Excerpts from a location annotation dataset
________________________
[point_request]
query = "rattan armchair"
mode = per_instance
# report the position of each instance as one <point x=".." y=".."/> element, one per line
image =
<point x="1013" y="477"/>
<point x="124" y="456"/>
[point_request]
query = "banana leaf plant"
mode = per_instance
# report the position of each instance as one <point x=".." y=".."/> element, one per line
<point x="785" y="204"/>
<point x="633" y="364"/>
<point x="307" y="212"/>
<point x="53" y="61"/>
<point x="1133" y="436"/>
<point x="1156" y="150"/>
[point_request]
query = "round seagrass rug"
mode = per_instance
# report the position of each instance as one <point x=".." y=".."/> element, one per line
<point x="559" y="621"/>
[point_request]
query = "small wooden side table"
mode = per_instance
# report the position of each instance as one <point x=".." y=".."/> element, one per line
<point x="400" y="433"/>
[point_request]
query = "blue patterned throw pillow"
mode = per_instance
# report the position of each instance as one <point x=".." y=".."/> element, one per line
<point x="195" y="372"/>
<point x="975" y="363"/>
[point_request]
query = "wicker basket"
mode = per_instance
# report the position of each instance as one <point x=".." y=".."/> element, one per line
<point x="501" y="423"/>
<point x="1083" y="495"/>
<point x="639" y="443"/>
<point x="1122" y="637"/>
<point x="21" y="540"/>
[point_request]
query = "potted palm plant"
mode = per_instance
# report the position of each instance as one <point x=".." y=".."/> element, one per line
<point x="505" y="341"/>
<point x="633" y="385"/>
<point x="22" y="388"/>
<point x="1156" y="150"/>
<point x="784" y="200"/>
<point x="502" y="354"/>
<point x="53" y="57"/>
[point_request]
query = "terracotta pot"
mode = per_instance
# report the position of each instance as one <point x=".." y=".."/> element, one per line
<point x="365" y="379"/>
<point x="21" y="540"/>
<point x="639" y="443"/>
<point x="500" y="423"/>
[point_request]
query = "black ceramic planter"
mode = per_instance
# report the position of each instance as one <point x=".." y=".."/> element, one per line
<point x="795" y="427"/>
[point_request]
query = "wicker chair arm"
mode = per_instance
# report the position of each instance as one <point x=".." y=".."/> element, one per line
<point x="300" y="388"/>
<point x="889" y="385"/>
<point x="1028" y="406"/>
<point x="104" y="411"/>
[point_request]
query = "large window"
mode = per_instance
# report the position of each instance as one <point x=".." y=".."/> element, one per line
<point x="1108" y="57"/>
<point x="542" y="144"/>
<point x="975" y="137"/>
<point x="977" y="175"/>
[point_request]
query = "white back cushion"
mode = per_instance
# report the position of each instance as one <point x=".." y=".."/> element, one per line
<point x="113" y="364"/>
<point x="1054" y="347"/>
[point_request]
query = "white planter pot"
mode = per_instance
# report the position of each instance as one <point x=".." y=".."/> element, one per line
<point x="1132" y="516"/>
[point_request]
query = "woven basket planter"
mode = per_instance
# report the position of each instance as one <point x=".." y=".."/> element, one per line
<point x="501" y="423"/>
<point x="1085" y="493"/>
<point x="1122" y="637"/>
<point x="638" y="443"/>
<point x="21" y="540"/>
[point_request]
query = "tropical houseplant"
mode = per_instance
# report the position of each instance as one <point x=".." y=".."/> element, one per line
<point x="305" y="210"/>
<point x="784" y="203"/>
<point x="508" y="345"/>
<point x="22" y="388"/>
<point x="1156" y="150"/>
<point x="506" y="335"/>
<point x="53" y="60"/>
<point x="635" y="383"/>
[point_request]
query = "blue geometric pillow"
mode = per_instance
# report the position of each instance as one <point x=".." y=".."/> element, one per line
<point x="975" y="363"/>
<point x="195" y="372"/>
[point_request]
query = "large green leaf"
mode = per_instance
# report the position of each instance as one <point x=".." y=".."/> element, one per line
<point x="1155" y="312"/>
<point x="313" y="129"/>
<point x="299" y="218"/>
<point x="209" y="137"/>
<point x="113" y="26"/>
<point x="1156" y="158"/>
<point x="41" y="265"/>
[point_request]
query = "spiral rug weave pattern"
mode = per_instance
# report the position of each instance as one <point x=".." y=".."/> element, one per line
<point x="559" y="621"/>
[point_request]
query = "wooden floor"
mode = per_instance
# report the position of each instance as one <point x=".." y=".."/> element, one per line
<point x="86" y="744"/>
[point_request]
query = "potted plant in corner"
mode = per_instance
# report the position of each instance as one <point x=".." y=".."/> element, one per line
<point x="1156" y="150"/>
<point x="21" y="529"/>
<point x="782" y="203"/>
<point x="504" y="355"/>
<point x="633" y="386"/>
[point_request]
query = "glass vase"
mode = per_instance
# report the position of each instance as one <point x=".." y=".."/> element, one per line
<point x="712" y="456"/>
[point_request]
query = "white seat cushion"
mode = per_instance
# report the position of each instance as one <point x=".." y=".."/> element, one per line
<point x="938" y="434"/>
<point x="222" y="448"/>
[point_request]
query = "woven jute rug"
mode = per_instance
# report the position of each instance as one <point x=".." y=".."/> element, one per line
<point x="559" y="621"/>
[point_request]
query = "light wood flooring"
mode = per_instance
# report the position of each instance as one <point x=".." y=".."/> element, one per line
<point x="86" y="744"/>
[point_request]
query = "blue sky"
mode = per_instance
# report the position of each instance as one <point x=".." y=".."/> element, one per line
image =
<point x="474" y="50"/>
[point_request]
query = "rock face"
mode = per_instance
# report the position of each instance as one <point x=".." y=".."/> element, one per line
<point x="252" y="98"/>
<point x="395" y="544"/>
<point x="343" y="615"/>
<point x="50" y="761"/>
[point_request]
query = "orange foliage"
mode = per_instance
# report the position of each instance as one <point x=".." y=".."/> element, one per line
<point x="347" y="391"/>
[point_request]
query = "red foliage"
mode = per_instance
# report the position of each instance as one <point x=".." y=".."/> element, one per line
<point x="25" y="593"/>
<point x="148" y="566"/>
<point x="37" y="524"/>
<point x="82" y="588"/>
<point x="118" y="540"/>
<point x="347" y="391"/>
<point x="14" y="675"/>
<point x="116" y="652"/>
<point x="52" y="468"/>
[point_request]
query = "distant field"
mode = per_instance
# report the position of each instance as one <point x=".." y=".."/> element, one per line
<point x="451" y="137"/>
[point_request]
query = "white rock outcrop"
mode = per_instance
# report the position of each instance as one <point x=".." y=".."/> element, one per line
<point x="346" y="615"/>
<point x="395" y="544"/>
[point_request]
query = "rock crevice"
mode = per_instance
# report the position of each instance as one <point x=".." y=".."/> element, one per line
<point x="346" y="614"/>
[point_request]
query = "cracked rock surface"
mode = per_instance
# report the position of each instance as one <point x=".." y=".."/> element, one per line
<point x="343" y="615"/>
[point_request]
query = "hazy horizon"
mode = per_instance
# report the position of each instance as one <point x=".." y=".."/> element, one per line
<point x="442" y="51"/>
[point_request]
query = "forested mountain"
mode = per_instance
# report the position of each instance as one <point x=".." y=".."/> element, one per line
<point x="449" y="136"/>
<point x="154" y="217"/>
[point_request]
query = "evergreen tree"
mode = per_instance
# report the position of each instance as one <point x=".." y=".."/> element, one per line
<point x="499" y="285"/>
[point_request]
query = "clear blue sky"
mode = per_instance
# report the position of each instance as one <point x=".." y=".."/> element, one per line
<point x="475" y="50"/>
________________________
What to produce: List every line of the listing above that contains the string "large".

Written answer:
query = "large window"
query = "large green leaf"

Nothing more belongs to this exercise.